### Source data
= Beginning of Section =

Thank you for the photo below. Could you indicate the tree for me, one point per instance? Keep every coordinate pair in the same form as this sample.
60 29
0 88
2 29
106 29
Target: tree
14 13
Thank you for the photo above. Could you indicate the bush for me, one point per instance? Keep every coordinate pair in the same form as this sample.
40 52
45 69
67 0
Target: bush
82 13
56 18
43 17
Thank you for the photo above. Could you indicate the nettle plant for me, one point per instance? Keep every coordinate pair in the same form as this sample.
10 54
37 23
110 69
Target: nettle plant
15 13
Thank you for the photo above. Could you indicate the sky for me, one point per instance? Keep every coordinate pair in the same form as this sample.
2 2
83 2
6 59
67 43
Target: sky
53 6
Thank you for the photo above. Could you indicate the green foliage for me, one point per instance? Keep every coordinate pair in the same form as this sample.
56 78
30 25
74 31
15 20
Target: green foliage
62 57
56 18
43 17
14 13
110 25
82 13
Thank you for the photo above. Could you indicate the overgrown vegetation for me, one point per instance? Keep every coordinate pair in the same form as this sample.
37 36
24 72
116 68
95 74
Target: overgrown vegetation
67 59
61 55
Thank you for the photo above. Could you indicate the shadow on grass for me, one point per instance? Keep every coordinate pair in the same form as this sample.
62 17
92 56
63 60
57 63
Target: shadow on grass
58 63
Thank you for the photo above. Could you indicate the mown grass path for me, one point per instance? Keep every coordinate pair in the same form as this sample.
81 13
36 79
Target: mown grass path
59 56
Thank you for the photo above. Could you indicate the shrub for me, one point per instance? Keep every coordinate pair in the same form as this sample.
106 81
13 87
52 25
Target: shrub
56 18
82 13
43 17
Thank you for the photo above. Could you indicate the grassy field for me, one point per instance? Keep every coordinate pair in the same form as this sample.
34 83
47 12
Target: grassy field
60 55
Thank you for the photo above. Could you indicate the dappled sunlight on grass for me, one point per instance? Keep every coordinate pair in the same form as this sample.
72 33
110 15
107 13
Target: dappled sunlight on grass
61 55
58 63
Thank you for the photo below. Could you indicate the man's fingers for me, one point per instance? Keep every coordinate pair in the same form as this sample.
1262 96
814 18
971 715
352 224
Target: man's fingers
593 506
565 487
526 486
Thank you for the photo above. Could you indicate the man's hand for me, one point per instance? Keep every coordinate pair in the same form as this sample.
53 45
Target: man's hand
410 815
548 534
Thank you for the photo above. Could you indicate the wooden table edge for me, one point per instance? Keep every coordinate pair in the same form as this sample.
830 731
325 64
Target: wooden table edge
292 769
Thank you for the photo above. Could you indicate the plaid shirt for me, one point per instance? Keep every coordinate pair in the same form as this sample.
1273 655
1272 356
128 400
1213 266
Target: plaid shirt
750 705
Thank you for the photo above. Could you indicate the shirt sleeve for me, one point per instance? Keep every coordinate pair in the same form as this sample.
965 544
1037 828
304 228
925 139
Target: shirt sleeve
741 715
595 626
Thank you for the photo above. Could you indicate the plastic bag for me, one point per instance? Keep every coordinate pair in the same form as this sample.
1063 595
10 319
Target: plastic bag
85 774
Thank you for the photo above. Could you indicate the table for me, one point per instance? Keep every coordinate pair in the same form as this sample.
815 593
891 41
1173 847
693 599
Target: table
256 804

= End of Section =
= Beginning of Section =

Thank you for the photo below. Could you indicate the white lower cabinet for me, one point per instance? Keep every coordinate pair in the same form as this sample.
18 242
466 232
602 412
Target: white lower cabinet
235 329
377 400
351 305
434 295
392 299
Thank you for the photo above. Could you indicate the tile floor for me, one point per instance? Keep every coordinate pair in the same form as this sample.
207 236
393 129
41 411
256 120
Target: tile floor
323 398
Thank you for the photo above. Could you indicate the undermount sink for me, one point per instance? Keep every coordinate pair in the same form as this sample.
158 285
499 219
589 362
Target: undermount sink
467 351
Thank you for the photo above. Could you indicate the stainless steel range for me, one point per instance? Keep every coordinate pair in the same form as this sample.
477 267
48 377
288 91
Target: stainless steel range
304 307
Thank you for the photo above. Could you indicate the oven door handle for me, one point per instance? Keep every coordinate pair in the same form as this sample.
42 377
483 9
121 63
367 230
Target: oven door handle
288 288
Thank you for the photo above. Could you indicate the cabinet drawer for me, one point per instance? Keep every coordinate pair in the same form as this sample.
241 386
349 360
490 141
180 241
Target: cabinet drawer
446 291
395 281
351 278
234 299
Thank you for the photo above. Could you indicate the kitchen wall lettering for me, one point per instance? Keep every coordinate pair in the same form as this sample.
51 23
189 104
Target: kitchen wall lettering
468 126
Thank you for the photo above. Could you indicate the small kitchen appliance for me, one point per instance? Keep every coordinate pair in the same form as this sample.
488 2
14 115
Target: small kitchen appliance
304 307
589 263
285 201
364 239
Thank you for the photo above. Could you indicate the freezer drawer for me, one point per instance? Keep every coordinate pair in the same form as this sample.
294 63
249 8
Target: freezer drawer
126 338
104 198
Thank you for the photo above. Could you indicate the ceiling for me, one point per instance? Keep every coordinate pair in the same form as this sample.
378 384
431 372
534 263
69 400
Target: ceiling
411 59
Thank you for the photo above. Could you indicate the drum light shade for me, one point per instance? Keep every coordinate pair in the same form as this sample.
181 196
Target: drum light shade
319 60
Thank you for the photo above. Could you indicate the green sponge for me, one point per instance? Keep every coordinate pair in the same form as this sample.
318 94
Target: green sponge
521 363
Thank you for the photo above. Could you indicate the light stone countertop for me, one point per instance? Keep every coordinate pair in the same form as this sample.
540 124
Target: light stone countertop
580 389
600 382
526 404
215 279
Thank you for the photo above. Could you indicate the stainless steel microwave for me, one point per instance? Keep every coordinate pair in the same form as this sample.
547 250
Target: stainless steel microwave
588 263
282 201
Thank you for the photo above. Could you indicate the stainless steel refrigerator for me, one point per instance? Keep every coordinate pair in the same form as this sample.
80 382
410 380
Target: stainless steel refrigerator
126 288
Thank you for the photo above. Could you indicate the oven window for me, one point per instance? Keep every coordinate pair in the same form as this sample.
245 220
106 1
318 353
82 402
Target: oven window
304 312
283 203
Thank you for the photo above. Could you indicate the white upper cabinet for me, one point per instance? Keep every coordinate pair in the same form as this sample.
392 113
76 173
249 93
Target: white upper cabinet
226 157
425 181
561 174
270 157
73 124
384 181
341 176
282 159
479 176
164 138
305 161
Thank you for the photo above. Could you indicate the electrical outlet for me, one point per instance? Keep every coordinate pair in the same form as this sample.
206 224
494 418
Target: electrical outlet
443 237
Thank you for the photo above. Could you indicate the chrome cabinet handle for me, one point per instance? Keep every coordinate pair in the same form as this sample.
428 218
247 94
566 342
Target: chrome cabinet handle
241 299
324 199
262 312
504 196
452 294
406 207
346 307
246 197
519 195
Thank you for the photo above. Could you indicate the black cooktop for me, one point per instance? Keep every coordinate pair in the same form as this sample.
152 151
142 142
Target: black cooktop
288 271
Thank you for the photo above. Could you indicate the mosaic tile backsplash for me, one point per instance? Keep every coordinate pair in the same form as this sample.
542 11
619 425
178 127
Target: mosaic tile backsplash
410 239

= End of Section =
= Beginning of Section =

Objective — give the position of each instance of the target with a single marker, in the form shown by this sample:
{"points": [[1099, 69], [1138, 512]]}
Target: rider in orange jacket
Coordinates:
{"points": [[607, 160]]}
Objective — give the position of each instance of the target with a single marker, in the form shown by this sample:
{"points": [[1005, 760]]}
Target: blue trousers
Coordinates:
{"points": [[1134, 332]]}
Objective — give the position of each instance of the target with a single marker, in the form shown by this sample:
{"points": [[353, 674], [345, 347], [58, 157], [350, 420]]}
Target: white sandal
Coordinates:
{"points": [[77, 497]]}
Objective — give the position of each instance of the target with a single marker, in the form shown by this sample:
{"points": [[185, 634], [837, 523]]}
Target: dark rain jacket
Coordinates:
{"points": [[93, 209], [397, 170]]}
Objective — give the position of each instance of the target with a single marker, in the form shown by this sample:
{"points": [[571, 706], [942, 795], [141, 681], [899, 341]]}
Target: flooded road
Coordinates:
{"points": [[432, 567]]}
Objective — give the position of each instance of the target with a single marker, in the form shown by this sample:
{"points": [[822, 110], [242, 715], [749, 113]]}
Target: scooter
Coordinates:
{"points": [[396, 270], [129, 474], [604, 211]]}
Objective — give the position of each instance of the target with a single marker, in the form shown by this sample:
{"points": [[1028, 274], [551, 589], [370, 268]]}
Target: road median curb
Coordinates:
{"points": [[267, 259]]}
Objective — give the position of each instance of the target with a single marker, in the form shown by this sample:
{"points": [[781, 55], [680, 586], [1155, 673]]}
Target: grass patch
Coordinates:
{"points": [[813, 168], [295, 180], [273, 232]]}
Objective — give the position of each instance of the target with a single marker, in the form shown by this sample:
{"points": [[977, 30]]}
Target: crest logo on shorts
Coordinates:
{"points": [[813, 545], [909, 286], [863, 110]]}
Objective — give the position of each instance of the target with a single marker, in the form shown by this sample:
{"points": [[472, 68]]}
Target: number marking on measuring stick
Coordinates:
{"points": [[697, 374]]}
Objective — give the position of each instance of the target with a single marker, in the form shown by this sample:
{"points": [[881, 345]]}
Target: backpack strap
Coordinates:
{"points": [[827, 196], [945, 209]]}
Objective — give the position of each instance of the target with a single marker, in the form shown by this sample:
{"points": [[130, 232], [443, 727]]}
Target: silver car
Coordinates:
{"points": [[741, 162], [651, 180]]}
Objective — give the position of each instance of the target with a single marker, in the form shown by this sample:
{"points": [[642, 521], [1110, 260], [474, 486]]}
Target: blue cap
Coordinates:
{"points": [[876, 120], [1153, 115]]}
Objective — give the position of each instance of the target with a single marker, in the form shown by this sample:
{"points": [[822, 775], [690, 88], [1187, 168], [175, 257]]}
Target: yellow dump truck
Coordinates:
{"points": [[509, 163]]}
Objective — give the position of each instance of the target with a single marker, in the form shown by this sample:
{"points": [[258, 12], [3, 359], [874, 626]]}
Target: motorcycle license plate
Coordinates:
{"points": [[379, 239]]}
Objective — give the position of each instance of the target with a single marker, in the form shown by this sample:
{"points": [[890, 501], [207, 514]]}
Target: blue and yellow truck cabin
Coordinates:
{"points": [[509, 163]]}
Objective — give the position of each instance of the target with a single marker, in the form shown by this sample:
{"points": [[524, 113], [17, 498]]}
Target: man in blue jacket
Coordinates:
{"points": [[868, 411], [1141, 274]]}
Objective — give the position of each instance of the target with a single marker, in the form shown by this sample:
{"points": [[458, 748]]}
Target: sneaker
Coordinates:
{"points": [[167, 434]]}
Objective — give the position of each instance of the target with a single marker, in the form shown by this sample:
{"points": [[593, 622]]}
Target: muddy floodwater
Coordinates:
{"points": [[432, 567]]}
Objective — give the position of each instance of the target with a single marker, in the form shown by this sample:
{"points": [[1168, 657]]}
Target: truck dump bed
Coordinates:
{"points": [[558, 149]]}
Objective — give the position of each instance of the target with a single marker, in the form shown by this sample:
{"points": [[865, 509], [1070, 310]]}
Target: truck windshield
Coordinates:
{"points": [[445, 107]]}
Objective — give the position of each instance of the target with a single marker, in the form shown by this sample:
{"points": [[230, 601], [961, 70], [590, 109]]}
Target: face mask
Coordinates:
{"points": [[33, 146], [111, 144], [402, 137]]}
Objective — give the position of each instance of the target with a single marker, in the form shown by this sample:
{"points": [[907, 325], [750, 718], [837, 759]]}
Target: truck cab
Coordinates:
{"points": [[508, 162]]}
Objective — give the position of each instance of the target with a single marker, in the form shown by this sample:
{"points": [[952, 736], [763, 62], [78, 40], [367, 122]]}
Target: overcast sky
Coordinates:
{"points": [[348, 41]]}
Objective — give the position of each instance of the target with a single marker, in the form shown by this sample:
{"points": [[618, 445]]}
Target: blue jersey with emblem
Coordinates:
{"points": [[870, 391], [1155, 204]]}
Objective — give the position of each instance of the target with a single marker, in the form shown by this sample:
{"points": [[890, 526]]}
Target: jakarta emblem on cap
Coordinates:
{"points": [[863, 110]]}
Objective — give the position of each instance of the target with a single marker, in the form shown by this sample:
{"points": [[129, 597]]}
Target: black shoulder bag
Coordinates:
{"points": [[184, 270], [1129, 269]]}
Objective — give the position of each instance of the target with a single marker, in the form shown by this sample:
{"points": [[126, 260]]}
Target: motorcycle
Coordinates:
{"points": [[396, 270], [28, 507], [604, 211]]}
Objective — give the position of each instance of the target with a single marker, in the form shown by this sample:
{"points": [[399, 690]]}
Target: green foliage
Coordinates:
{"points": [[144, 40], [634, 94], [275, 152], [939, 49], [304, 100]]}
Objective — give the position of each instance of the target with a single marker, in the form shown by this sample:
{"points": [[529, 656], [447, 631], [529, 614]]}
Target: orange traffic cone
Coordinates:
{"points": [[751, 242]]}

= End of Section =

### Exercise aim
Find "Target: blue cap" in the entries above and copy that whole line exactly, then each line after it through the line that contains "Target: yellow dump truck".

### Output below
Target: blue cap
Coordinates:
{"points": [[876, 120], [1153, 115]]}
Objective — give the position of each instance of the target with a single marker, in the form shown by this sample:
{"points": [[822, 775], [690, 88], [1187, 168], [175, 257]]}
Target: yellow dump truck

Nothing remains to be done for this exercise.